[Task details]: A line below contains "Target: grass field", and a later one contains "Might you point out the rider's face". Repeat both, with every line between them, exactly.

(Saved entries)
*** Block opens ***

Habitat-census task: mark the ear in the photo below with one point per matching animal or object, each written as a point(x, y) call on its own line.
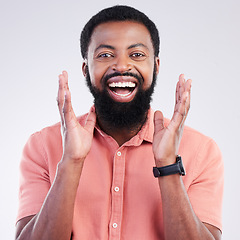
point(157, 61)
point(84, 67)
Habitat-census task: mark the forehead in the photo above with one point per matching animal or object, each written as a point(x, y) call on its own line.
point(120, 34)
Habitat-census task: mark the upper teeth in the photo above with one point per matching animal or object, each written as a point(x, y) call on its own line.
point(122, 84)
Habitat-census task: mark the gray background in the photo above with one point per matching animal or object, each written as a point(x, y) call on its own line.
point(39, 39)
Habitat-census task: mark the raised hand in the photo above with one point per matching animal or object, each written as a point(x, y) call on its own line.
point(166, 140)
point(77, 140)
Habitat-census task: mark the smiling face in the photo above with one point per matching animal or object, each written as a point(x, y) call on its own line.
point(121, 64)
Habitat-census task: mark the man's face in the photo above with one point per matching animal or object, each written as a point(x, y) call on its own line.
point(121, 65)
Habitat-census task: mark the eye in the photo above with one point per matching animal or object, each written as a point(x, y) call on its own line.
point(104, 55)
point(138, 56)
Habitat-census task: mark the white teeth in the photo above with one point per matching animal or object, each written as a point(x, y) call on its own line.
point(122, 84)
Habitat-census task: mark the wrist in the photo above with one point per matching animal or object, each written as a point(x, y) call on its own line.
point(68, 168)
point(162, 162)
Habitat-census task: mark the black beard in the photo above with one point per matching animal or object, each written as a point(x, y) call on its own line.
point(122, 115)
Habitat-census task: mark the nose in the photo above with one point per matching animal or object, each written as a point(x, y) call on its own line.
point(122, 64)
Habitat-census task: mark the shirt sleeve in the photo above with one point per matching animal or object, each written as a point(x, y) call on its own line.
point(34, 177)
point(206, 190)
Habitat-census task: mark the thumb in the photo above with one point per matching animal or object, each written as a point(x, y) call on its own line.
point(158, 121)
point(90, 122)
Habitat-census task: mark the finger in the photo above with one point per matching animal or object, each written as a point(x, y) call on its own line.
point(158, 121)
point(180, 112)
point(61, 93)
point(90, 122)
point(69, 117)
point(188, 86)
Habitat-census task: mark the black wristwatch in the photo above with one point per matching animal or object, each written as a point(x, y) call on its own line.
point(170, 169)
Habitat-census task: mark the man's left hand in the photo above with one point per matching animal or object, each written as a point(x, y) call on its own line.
point(166, 140)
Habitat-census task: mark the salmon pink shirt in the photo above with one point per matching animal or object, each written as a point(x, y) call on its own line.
point(118, 196)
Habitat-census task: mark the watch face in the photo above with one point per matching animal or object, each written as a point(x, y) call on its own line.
point(179, 159)
point(156, 173)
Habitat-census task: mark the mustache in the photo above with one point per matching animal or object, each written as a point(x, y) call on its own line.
point(139, 78)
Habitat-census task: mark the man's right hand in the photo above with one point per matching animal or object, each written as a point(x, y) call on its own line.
point(77, 139)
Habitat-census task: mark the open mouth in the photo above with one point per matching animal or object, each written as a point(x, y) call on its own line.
point(122, 89)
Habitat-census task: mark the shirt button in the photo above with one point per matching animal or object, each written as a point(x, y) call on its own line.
point(119, 153)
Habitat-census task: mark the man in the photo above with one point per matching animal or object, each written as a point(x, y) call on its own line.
point(96, 181)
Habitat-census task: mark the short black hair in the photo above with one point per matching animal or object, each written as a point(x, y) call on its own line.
point(118, 13)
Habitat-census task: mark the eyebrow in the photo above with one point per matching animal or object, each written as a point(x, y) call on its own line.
point(104, 46)
point(137, 45)
point(112, 48)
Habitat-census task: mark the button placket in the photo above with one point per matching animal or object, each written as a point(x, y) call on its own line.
point(117, 198)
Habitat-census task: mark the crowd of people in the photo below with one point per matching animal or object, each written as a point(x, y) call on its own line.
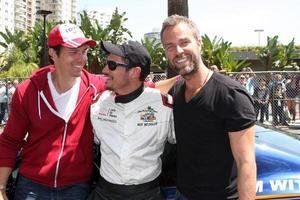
point(59, 112)
point(274, 94)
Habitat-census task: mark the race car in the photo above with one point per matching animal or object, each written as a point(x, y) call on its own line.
point(278, 166)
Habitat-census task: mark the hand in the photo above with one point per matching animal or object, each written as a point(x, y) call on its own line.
point(3, 195)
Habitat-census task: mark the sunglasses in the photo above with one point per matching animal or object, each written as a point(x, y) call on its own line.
point(112, 65)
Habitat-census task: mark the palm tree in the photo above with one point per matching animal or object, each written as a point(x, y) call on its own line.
point(179, 7)
point(269, 53)
point(157, 54)
point(115, 32)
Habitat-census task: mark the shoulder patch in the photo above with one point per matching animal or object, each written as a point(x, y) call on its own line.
point(96, 97)
point(167, 100)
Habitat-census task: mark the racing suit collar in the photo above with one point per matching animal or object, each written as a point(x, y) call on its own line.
point(129, 97)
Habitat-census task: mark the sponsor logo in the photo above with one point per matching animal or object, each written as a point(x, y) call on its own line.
point(147, 116)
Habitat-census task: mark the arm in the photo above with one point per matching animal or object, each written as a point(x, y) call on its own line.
point(4, 174)
point(165, 85)
point(243, 148)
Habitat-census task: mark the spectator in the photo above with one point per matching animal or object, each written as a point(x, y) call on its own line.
point(278, 96)
point(3, 101)
point(291, 93)
point(50, 122)
point(132, 123)
point(214, 121)
point(261, 99)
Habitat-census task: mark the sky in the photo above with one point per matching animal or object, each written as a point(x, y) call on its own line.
point(233, 20)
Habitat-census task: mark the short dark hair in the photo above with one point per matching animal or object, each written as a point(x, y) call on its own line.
point(173, 20)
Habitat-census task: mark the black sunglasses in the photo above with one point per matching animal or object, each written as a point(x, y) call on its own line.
point(112, 65)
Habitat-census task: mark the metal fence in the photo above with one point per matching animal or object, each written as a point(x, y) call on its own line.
point(276, 94)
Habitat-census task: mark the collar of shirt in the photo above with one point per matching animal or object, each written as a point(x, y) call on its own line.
point(129, 97)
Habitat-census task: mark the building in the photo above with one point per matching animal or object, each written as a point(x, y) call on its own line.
point(62, 10)
point(24, 14)
point(103, 18)
point(6, 17)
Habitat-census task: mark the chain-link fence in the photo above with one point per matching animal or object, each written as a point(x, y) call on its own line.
point(276, 94)
point(7, 88)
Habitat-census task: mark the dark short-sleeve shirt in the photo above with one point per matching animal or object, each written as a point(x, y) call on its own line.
point(204, 157)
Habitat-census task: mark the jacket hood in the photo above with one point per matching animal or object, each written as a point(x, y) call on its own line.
point(39, 77)
point(40, 82)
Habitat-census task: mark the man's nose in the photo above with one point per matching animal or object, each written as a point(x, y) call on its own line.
point(179, 49)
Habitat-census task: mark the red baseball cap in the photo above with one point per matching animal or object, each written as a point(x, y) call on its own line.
point(68, 35)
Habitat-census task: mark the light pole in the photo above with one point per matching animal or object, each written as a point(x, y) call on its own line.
point(258, 32)
point(44, 60)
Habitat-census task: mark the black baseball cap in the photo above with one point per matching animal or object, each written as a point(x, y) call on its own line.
point(133, 51)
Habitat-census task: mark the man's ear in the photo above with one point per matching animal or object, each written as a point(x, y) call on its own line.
point(135, 72)
point(52, 53)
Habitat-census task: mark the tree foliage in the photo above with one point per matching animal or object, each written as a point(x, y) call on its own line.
point(217, 52)
point(157, 53)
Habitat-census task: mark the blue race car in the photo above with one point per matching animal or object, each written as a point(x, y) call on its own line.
point(278, 166)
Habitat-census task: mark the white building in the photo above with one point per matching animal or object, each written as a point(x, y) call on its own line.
point(24, 14)
point(6, 17)
point(103, 18)
point(62, 10)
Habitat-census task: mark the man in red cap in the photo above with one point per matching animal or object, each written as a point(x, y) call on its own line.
point(50, 123)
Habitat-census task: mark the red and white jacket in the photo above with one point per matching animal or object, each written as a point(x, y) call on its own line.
point(54, 152)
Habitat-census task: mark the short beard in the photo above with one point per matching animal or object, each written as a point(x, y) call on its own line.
point(186, 71)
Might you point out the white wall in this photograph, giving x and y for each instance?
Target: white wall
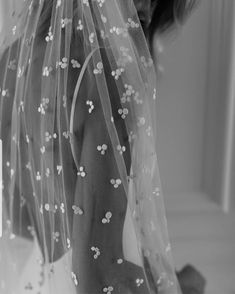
(182, 104)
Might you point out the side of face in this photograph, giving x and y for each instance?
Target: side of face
(143, 8)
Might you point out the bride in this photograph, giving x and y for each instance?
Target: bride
(83, 207)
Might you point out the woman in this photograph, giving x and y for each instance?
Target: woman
(80, 171)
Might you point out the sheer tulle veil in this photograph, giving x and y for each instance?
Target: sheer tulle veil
(77, 122)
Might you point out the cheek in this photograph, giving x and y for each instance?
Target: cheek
(143, 8)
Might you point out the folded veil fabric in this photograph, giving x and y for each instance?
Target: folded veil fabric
(77, 122)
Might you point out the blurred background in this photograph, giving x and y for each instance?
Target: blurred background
(196, 141)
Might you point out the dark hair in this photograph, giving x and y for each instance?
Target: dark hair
(165, 14)
(168, 13)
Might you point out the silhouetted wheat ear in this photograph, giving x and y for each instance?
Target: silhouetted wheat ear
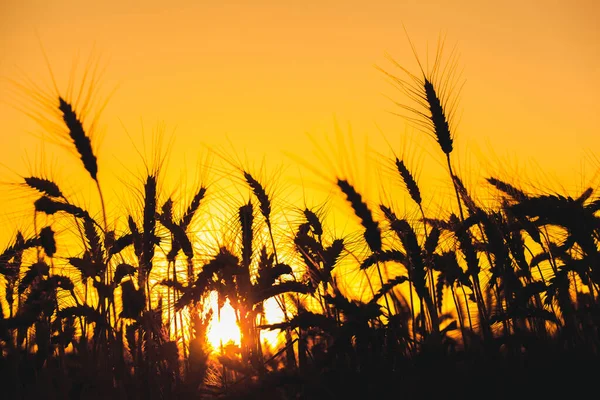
(80, 139)
(193, 207)
(261, 195)
(149, 223)
(409, 181)
(44, 186)
(314, 222)
(246, 217)
(438, 118)
(48, 206)
(47, 241)
(507, 188)
(372, 231)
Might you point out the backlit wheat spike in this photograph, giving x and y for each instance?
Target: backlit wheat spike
(44, 186)
(409, 181)
(80, 139)
(260, 193)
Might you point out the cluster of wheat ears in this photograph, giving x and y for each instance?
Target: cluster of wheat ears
(521, 278)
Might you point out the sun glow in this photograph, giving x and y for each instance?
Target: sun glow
(223, 327)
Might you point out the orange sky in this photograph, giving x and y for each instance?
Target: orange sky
(266, 73)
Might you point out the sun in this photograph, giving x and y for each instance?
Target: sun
(223, 327)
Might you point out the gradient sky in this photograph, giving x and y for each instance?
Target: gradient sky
(264, 74)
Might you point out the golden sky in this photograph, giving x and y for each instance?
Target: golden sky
(264, 74)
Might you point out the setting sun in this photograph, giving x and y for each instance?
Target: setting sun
(223, 327)
(299, 200)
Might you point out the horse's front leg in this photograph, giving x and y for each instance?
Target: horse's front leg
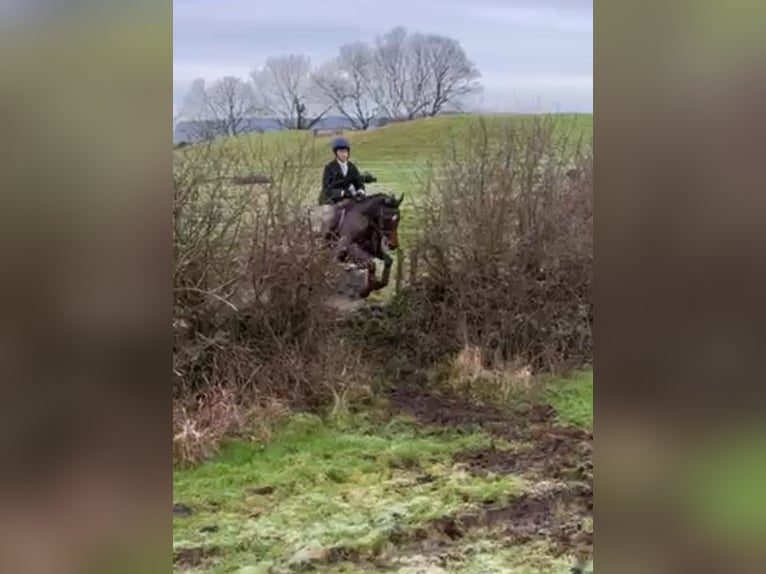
(364, 259)
(387, 264)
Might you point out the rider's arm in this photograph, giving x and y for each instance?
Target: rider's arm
(333, 185)
(357, 180)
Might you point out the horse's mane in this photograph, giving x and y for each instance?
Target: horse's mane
(374, 200)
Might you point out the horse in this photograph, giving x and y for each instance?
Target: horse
(361, 230)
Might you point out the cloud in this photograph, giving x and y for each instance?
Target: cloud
(524, 48)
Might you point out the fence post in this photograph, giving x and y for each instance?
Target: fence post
(413, 266)
(399, 270)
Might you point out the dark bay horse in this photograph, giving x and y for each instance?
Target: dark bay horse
(362, 230)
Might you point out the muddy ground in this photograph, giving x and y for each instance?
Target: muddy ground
(555, 509)
(557, 459)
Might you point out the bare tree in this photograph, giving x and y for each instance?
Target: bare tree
(420, 74)
(451, 75)
(284, 90)
(347, 83)
(220, 109)
(390, 72)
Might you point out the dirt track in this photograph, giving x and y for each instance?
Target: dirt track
(557, 456)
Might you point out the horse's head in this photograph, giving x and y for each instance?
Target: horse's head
(385, 216)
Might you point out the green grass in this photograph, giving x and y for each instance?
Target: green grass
(396, 154)
(332, 488)
(572, 398)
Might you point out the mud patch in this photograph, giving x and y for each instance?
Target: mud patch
(557, 453)
(188, 558)
(549, 454)
(555, 516)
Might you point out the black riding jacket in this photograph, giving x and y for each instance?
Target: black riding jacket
(334, 184)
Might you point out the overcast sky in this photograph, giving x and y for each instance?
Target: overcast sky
(534, 55)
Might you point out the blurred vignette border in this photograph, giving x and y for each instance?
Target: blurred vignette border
(679, 337)
(85, 474)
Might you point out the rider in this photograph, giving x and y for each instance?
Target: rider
(341, 178)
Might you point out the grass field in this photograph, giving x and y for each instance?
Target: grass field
(395, 154)
(414, 485)
(379, 494)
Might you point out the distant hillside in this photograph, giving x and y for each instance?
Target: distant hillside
(190, 131)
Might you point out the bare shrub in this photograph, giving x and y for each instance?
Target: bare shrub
(201, 423)
(505, 235)
(250, 282)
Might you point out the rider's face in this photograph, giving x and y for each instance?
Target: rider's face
(342, 154)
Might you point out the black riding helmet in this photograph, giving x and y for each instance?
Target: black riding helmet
(340, 143)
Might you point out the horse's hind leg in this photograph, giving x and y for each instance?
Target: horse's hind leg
(387, 264)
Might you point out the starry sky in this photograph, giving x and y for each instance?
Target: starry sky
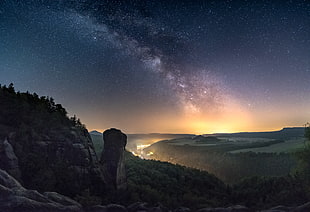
(162, 65)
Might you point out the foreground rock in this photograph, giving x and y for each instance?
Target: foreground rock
(14, 197)
(60, 160)
(112, 158)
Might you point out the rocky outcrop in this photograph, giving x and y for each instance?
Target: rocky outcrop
(9, 161)
(112, 158)
(63, 161)
(14, 197)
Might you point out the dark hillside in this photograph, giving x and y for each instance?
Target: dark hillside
(53, 152)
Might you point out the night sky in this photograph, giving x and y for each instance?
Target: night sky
(163, 66)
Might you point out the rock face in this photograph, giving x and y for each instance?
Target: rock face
(112, 158)
(8, 159)
(63, 161)
(14, 197)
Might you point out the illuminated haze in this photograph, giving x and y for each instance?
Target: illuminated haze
(163, 66)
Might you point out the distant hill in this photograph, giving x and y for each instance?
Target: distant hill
(285, 133)
(95, 132)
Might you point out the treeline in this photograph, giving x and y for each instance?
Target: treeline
(229, 167)
(28, 120)
(19, 110)
(173, 185)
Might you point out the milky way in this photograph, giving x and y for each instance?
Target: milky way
(200, 63)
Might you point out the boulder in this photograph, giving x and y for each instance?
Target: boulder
(112, 158)
(14, 198)
(182, 209)
(65, 155)
(303, 208)
(115, 208)
(137, 206)
(9, 161)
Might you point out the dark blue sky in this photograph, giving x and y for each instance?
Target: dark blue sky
(164, 66)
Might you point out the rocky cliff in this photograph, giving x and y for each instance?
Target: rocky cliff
(45, 149)
(112, 158)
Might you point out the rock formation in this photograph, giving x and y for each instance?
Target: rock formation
(14, 197)
(112, 158)
(8, 159)
(63, 161)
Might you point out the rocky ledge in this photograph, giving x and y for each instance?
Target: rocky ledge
(15, 198)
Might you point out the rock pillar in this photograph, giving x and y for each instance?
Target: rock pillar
(112, 158)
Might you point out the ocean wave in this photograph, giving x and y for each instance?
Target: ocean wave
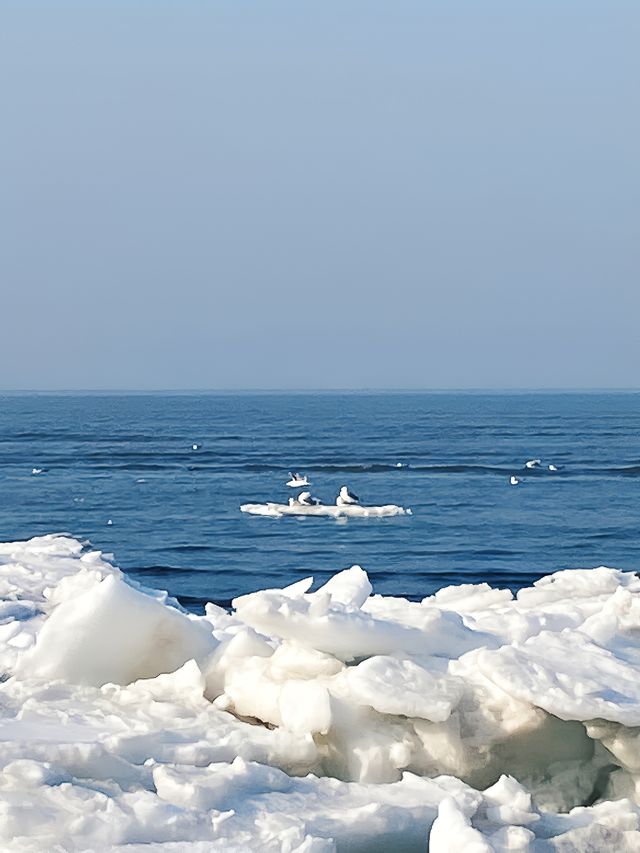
(315, 721)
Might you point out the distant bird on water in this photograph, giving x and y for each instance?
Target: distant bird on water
(297, 481)
(346, 498)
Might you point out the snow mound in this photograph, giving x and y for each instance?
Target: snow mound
(327, 720)
(276, 510)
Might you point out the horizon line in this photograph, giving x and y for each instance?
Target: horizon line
(321, 390)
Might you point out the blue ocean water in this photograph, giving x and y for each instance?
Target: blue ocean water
(175, 516)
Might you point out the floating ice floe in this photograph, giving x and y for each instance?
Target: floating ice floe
(297, 481)
(327, 720)
(276, 510)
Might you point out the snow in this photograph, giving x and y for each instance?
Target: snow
(326, 720)
(276, 510)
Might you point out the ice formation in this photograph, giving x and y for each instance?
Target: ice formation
(276, 510)
(334, 720)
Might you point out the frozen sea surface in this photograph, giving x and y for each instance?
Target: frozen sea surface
(174, 511)
(315, 718)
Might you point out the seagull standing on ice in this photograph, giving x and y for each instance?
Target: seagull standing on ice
(347, 498)
(305, 499)
(297, 481)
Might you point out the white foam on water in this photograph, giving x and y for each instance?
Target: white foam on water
(315, 721)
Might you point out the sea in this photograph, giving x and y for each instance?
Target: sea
(120, 472)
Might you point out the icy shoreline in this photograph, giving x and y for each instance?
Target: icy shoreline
(315, 721)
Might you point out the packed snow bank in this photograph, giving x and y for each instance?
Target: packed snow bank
(276, 510)
(319, 720)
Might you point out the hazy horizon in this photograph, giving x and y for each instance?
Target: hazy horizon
(417, 196)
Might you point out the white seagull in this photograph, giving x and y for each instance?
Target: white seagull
(346, 498)
(305, 499)
(297, 481)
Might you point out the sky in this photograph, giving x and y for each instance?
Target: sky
(361, 194)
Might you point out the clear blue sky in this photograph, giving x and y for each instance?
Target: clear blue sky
(304, 194)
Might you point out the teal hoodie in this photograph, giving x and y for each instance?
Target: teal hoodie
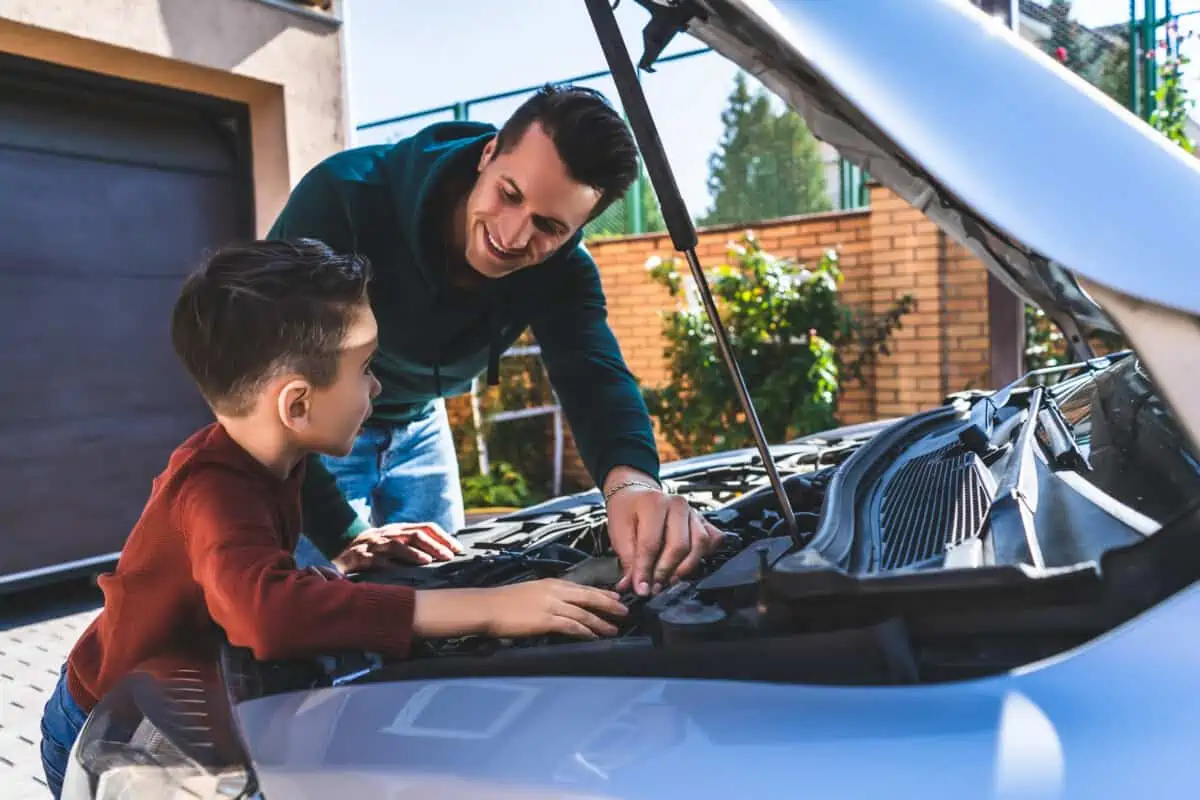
(385, 202)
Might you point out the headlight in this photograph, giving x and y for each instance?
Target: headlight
(160, 735)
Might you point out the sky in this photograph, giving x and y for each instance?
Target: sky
(408, 55)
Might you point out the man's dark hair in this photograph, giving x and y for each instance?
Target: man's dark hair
(258, 310)
(594, 143)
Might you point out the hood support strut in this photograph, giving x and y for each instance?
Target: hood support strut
(678, 222)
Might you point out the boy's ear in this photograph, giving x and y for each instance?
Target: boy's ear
(295, 404)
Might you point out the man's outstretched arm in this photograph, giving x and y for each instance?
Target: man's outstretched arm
(658, 537)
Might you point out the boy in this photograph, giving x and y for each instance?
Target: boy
(277, 336)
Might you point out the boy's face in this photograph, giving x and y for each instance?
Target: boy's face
(337, 411)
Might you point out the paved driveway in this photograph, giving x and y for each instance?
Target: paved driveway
(36, 631)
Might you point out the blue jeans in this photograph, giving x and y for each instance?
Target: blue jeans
(61, 721)
(405, 473)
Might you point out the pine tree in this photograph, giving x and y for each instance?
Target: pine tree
(767, 164)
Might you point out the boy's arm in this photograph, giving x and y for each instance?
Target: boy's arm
(257, 595)
(316, 209)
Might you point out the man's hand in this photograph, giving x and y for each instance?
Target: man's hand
(399, 542)
(520, 609)
(658, 537)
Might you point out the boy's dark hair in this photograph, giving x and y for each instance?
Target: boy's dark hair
(594, 143)
(257, 310)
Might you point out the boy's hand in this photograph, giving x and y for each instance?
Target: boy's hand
(522, 609)
(399, 542)
(552, 606)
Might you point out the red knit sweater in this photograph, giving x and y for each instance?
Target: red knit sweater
(214, 545)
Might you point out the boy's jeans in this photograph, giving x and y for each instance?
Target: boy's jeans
(403, 474)
(61, 721)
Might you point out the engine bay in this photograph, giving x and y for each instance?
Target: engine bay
(573, 545)
(953, 543)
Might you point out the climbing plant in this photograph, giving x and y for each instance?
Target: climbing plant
(795, 338)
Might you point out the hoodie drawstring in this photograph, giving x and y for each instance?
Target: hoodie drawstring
(493, 353)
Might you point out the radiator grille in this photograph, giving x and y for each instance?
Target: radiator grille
(934, 501)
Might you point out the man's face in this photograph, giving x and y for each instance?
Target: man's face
(523, 205)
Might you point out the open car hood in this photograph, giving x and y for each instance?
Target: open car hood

*** Block closes ***

[Exercise response]:
Target: grass field
(395, 154)
(414, 485)
(379, 494)
Might you point out the distant hillside in this photograph, giving x and y for each instance?
Target: distant hillside
(190, 131)
Might you point out the bare shrub in this photograph, giving x and y for each instance?
Target: bare shrub
(201, 423)
(505, 235)
(250, 282)
Might you point out the rider's face in this photograph, giving x and y for each instance?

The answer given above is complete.